The data.
----

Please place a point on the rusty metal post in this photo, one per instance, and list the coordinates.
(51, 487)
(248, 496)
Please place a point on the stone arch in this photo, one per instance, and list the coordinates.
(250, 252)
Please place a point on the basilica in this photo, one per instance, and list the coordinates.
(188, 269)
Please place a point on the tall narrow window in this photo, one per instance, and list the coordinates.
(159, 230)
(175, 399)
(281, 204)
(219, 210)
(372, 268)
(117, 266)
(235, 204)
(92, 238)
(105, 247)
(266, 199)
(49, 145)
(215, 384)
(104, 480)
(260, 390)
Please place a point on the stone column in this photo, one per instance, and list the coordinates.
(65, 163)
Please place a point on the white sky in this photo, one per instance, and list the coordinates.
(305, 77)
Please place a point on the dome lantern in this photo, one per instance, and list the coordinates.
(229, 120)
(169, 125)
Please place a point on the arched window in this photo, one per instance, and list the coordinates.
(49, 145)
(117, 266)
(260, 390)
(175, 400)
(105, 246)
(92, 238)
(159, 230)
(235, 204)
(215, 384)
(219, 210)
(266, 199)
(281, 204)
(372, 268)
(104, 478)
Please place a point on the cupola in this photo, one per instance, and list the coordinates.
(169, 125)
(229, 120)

----

Try it. Output all of the listing exactly as written.

Your response.
Please place a point on the rusty metal post in this photo, one per instance, and list the coordinates.
(51, 487)
(248, 496)
Please place a point on the stone arch in this photo, one per instance, and list the coordinates.
(250, 252)
Please place a point on the basilica in this photo, one per instance, and list the coordinates.
(188, 269)
Please place a point on the tall narrow window in this photo, one per instance, and list the coordinates.
(159, 230)
(175, 399)
(281, 204)
(219, 210)
(372, 268)
(117, 266)
(235, 204)
(92, 238)
(105, 247)
(266, 199)
(49, 145)
(215, 384)
(104, 480)
(260, 390)
Please place a point on the stone column in this photo, one per instance, and list the coordinates.
(65, 163)
Please place a point on the white sky in this photo, one per instance, and list the coordinates.
(305, 77)
Please place a point on the dome lantern in this photo, one per instance, and list the coordinates.
(229, 120)
(169, 125)
Please place a point on the arched window in this photo, one per instance, and list the coordinates.
(49, 145)
(117, 266)
(260, 390)
(175, 400)
(105, 246)
(92, 238)
(159, 230)
(235, 204)
(215, 384)
(219, 210)
(266, 199)
(281, 204)
(372, 268)
(104, 478)
Please place a point on the cupola in this photo, one per instance, and list the coordinates.
(169, 125)
(229, 120)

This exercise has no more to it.